TASK REQUIREMENTS — Please set down the Sivensa text word for word, between "By 1957, the" and "and iron pellets.", inclusive.

TEXT BLOCK —
════════

Sivensa (BVC: SVS) is the second largest Venezuelan steel producer. SIDOR, which was nationalized in 2008, is the largest. However, Sivensa, founded in 1948, has been Venezuela's largest steel producer in the private-sector as of 2008.

== History ==
The corporate documents for Siderúrgica Venezolana, S.A., were registered in October 1948. The company was started with capital of two million bolívars; its largest founding shareholder was Miles Meyer Sherover (1896–1976), an Israeli-American. Other founding shareholders included Robert Turgot Brinsmade (1913–1994), an American international lawyer, Warren William Smith (1865–1956), a U.S. citizen, Oscar Augusto Machado (1890–1966), a Venezuelan, and Carlos Morales, a Venezuelan. Its founding objective was to produce steel rebar, wire rods, structures, and other steel products.

The first cast by Sivensa was in 1950, and that year, the company reached a production capacity of five tons per year. In 1956, Sherover became president, a position he held until 1959, when Oscar Machado Zuloaga took over. Angel Cervini replaced him until 1979.

By 1957, the Antímano plant in Caracas was producing 65,000 tons of steel rebar using obsolete machinery and equipment. That year, Sivensa acquired a 50% stake in Recuperadora General
Venezolana C.A. (Regeveca), which bought and sold scrap metal in the country.

In 1998, Sivensa suffered a substantial crisis — mainly due to the Asian crisis — which reduced the size of the company and generated a substantial debt. Has one main division, International Briquettes Holding (IBH), which sells briquettes and iron pellets.

In 2010, the Venezuelan government expropriated Sivensa's largest and most important subsidiary, Sidetur, which sells steel. After higher steel prices improved the financial situation following the Asian crisis, the government nationalized Sidetur. The plants, those still owned by Sivensa and those that were expropriated, are all located in Venezuela. Nine operating plants are located in the states of Bolívar, Carabobo, Miranda, Lara, and the Federal District. Additionally, Sidetur has 14 ferrous material collection centers located in various cities.

════════

DATA FOR REVIEW —
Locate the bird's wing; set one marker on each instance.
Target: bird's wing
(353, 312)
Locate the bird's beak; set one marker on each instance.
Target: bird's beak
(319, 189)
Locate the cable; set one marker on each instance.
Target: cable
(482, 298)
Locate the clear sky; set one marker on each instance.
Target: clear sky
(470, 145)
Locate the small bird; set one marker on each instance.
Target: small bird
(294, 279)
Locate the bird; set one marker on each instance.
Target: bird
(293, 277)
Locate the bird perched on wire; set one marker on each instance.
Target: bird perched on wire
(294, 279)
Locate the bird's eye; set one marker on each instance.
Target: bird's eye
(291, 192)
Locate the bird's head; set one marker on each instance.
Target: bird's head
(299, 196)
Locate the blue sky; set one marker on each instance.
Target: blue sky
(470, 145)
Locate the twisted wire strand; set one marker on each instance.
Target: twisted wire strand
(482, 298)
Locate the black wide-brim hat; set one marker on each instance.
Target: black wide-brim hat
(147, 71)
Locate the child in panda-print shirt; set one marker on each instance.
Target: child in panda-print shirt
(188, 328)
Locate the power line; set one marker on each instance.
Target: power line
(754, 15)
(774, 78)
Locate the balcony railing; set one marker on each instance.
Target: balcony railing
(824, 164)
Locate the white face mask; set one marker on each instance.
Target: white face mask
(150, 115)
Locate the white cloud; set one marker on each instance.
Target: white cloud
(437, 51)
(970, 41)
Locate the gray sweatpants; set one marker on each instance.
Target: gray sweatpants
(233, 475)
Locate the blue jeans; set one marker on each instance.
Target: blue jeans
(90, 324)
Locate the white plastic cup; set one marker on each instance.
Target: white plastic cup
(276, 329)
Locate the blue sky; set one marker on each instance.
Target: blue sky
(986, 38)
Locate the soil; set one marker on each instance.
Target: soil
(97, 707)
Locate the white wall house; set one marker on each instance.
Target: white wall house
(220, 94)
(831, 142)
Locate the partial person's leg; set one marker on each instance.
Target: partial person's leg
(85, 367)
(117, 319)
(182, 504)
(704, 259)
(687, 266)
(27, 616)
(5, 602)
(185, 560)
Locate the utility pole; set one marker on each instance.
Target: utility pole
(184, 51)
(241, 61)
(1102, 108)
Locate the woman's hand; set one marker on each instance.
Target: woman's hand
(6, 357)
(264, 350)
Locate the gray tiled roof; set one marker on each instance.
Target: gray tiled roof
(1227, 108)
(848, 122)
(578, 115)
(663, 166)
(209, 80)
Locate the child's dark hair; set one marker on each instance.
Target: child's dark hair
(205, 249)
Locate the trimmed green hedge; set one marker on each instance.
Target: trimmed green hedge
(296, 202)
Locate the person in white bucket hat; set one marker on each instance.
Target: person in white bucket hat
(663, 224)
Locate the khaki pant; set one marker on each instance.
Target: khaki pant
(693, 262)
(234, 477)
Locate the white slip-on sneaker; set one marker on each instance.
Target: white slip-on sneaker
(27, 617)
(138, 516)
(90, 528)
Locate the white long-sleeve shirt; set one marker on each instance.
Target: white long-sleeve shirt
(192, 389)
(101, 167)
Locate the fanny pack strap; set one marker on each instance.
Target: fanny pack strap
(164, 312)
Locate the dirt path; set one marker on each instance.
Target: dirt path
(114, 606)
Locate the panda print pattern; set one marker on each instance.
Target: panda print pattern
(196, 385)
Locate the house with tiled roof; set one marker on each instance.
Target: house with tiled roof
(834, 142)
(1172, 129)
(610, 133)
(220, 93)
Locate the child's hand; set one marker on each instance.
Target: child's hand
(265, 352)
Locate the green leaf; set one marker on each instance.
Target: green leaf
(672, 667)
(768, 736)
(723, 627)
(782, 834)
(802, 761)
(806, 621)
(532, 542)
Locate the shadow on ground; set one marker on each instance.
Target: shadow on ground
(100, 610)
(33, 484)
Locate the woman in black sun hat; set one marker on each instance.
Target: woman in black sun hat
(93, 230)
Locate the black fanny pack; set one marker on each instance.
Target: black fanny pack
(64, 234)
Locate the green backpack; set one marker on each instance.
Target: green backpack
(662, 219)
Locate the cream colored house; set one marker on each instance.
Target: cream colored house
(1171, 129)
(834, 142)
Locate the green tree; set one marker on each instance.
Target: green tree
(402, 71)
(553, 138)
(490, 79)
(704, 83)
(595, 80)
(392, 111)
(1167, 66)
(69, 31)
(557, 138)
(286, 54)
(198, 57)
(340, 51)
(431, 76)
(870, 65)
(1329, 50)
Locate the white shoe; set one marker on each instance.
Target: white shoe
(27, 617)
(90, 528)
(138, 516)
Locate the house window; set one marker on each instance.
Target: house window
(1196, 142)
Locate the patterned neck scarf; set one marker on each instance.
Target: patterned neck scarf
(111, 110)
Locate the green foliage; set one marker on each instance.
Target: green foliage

════════

RESPONSE TO THE EXERCISE —
By 1957, the Antímano plant in Caracas was producing 65,000 tons of steel rebar using obsolete machinery and equipment. That year, Sivensa acquired a 50% stake in Recuperadora General
Venezolana C.A. (Regeveca), which bought and sold scrap metal in the country.

In 1998, Sivensa suffered a substantial crisis — mainly due to the Asian crisis — which reduced the size of the company and generated a substantial debt. Has one main division, International Briquettes Holding (IBH), which sells briquettes and iron pellets.